Mittwoch, 29. Juli 2009

Absturzgefährdet

Nichts bleibt, wie es war. Gestern genervt, heute gegafft. Heute nahm ich den Krach von gestern gar nicht mehr wahr, so gebannt stand ich am Restaurantfenster und hielt Maulaffen feil. Irgendwann hielt ich es drinnen nicht mehr aus; es zog mich mit Macht hinaus in die Gehwegnasen-Vorhölle. Mitten hinein in diese chaotisch anmutende Ausgrabungsstätte, an der - einem geheimnisvollen, für mich kaum zu erschließenden Systemprinzip folgend - das Unterste zuoberst gekehrt wird.
Schon jetzt lässt sich eindeutig feststellen, dass in puncto Gehwegnase das Restaurant die Nase vorn hat: Keine andere Straßenecke bekommt einen so ausladenden Riesenzinken; keine andere Straßenecke bietet so viel krawallige Action. Ich war nicht die einzige, die sich der Gafferfreude hingab, auch nicht die einzige, die fotografierte, halt nur die einzige mit einer weißen Schürze und einem Flaschenboy im Schlepptau. Alle starrten wie hypnotisiert auf die aggressiv gebleckten Zähne der Baggerschaufel,
auf das stete Heben und Senken, auf die permanente Suchbewegung des Schaufelarmes nach der richtigen Position, auf die Veränderung des Schaufelwinkels im entscheidenden Moment,
auf das Innehalten der schwankenden Schaufel kurz vor dem finalen Biss in den Boden, bis es schließlich hieß -
Zugriff! Für eine bange Sekunde hielten dann alle die Luft an, bevor endlich zu sehen war, was die Schaufel zutage förderte - das Richtige? Oder irgendwas Verkehrtes? Volle Ladung? Oder nur ein paar Erdkrümel? Oder womöglich gar nichts? Wenn letzteres passierte - und es passierte mehr als einmal -, war es dem Baggerführer sichtlich peinlich, weil der schaulustigen Menge unisono ein enttäuschtes 'Ooh!' entfuhr. Griff er dagegen in die Vollen, kündete ein langgezogenes 'Aaaah!' von tiefer Befriedigung infolge Spannungsabfuhr.

○ ○ ○ ○

▶ **Aufgaben**
1. Schreiben Sie aus dem Text „Absturzgefährdet“ den Abschnitt wortgetreu ab, beginnend mit „Absturzgefährdet“ und fortlaufend bis einschließlich „zuoberst gekehrt wird.“.
2. Welchen Ausruf stieß die schaulustige Menge laut dem Text „Absturzgefährdet“ aus, wenn die Baggerschaufel nichts zutage förderte?
3. Setzen Sie den Text „Absturzgefährdet“ im Anschluss an seinen letzten Satz fort.
Das Material spielt hierbei keine Rolle.

○ ○ ○ ○

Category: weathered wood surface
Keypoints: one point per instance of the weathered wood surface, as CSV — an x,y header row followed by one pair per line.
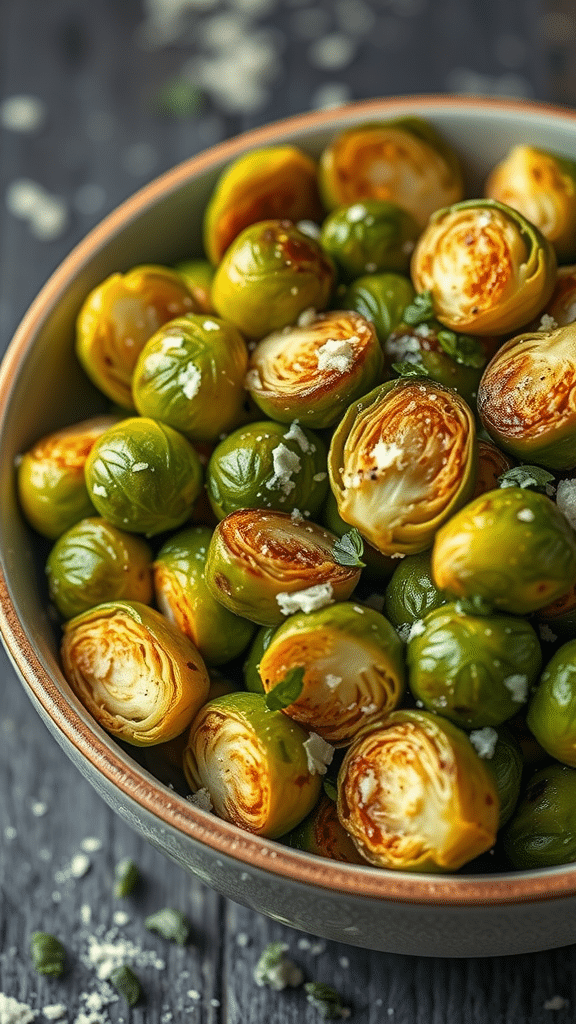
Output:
x,y
100,131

○ ○ ○ ○

▶ **Lösungen**
1.
Absturzgefährdet

Nichts bleibt, wie es war. Gestern genervt, heute gegafft. Heute nahm ich den Krach von gestern gar nicht mehr wahr, so gebannt stand ich am Restaurantfenster und hielt Maulaffen feil. Irgendwann hielt ich es drinnen nicht mehr aus; es zog mich mit Macht hinaus in die Gehwegnasen-Vorhölle. Mitten hinein in diese chaotisch anmutende Ausgrabungsstätte, an der - einem geheimnisvollen, für mich kaum zu erschließenden Systemprinzip folgend - das Unterste zuoberst gekehrt wird.

2. Ein enttäuschtes „Ooh!“

3.
Bei diesem Volltreffer wurde sogar spontan Beifall geklatscht. Das Dumme war nur, dass der Betonklotz, kaum dass er auf der Schaufel balancierend nach oben schwebte, sein Gleichgewicht verlor und meteoritengleich zurück in die Tiefe stürzte. Mindestens vier der versammelten Foto-Gaffer (mich eingeschlossen) brüllten gleichzeitig 'Neiiin!'. Keineswegs aus Enttäuschung oder Schreck, sondern aus Ärger: Hatten wir doch alle abgedrückt, als der Klotz erfolgreich geborgen schien. Keiner von uns war schnell genug am Drücker gewesen, um das unerwartete Scheitern fotografisch festzuhalten - das wäre doch das symbolträchtige Motiv der Stunde gewesen. Der Absturz lauert schließlich überall. Wer wüsste das nicht in diesen unangenehmer werdenden Zeiten.

Nichts bleibt, wie es war. Gestern stand der Altglascontainer noch dort, wo jetzt der Bagger parkt. Heute mittag stand der Container dort, wo heute morgen noch das Pixiklo stand.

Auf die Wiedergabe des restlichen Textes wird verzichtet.